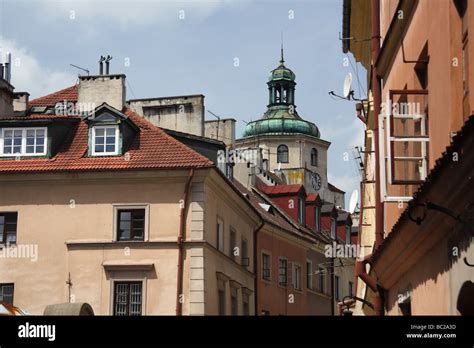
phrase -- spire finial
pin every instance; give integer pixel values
(282, 60)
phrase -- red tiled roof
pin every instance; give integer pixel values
(275, 219)
(280, 189)
(334, 188)
(311, 197)
(69, 94)
(152, 148)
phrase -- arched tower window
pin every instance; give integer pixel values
(282, 154)
(314, 157)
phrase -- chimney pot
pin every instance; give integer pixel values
(101, 65)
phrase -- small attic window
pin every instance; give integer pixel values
(105, 140)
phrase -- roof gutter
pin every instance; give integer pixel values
(180, 241)
(377, 93)
(255, 264)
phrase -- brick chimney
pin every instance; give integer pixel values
(6, 89)
(20, 101)
(95, 90)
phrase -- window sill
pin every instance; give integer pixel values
(11, 245)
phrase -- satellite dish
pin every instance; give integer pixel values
(347, 86)
(353, 201)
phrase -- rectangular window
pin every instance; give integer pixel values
(465, 77)
(317, 218)
(221, 296)
(309, 274)
(297, 277)
(348, 234)
(301, 211)
(282, 272)
(245, 253)
(322, 286)
(234, 303)
(131, 224)
(105, 140)
(333, 228)
(23, 141)
(220, 235)
(246, 304)
(127, 298)
(232, 244)
(6, 293)
(8, 225)
(266, 267)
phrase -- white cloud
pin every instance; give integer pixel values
(30, 75)
(137, 13)
(346, 183)
(342, 128)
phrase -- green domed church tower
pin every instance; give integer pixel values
(288, 145)
(281, 115)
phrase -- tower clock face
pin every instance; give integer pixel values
(316, 181)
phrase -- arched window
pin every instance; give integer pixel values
(282, 154)
(314, 157)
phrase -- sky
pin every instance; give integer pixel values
(223, 49)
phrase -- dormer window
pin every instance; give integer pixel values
(105, 140)
(23, 141)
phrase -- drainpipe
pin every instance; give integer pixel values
(377, 93)
(333, 297)
(255, 269)
(361, 218)
(180, 241)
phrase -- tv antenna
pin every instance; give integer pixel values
(78, 67)
(354, 201)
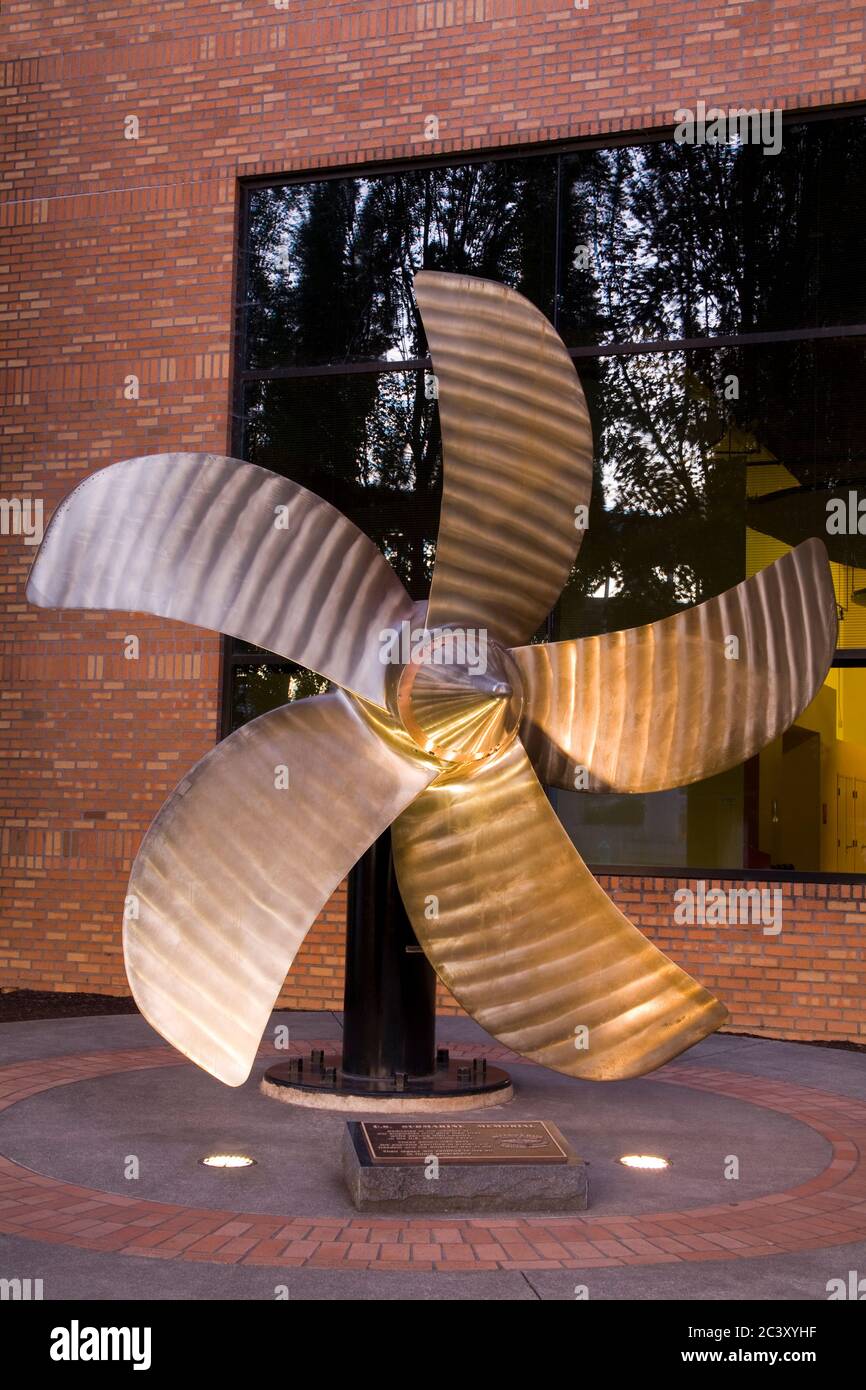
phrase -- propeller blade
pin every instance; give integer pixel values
(237, 866)
(231, 546)
(517, 452)
(676, 701)
(526, 938)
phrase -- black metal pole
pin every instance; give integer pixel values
(389, 1009)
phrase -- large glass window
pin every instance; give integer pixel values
(715, 303)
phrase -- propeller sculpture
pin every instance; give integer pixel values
(449, 751)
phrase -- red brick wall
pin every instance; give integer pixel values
(117, 259)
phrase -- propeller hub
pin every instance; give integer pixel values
(459, 695)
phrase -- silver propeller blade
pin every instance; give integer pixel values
(517, 456)
(230, 546)
(237, 866)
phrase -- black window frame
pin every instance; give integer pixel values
(241, 375)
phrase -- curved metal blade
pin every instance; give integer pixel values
(527, 940)
(237, 866)
(517, 451)
(231, 546)
(676, 701)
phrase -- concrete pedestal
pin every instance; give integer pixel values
(464, 1186)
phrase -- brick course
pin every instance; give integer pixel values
(117, 259)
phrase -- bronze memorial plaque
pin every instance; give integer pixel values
(463, 1141)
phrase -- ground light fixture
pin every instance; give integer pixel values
(645, 1161)
(227, 1161)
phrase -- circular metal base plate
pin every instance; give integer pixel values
(321, 1083)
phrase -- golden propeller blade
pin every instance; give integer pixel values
(526, 938)
(517, 456)
(231, 546)
(691, 695)
(237, 866)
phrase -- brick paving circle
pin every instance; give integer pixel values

● Requirements: No pictures belong in the copy: reproduce exactly the lines above from the one that contains "phrase -- sky" through the last line of the entries.

● Full answer:
phrase -- sky
pin every instance; give integer pixel values
(223, 49)
phrase -- dormer window
pin every instance; give integer pixel values
(105, 140)
(23, 141)
phrase -- drainpipe
pin every instance; give integer pixel values
(377, 93)
(333, 297)
(255, 269)
(361, 218)
(180, 241)
phrase -- tv antenna
pin every instance; give integer pixel values
(78, 67)
(354, 201)
phrase -- propeller blade
pin every instance; give integer pixel values
(237, 866)
(231, 546)
(517, 452)
(676, 701)
(526, 938)
phrase -- black metal pole
pin every instance; give integer pixel values
(389, 1009)
phrase -- large glass window
pin every instance; give integer pixel values
(715, 303)
phrase -- propeller sculpture
pin every instance; give integer pixel values
(449, 751)
phrase -- red brick wall
pin every instance; give integer pixel values
(117, 259)
phrase -- propeller hub
pin every instance; give integer pixel values
(459, 695)
phrase -- silver propeller blade
pin every instance; give integer pixel values
(517, 456)
(230, 546)
(237, 866)
phrase -- black window frame
pin every instance; give integer pixel values
(241, 375)
phrase -- curved metal blade
pin every instance; give integer pixel values
(527, 940)
(237, 866)
(517, 451)
(231, 546)
(676, 701)
phrase -- concrete pedestal
pin every instance; give integer pixel values
(464, 1186)
phrase -- brick course
pin every instance; give integer pixel values
(117, 259)
phrase -- bronze memorial plaque
pin every instance; give integer pixel values
(463, 1141)
phrase -- ground light fixture
pin every instance; give integer pixel values
(645, 1161)
(227, 1161)
phrase -- circular metal base plate
pin every instance; give integer pixel values
(321, 1083)
phrase -- golden propeller blade
pin every instance; give integer pixel values
(526, 938)
(517, 456)
(231, 546)
(691, 695)
(237, 866)
phrase -- brick paving circle
pin every instance; give integer pixel values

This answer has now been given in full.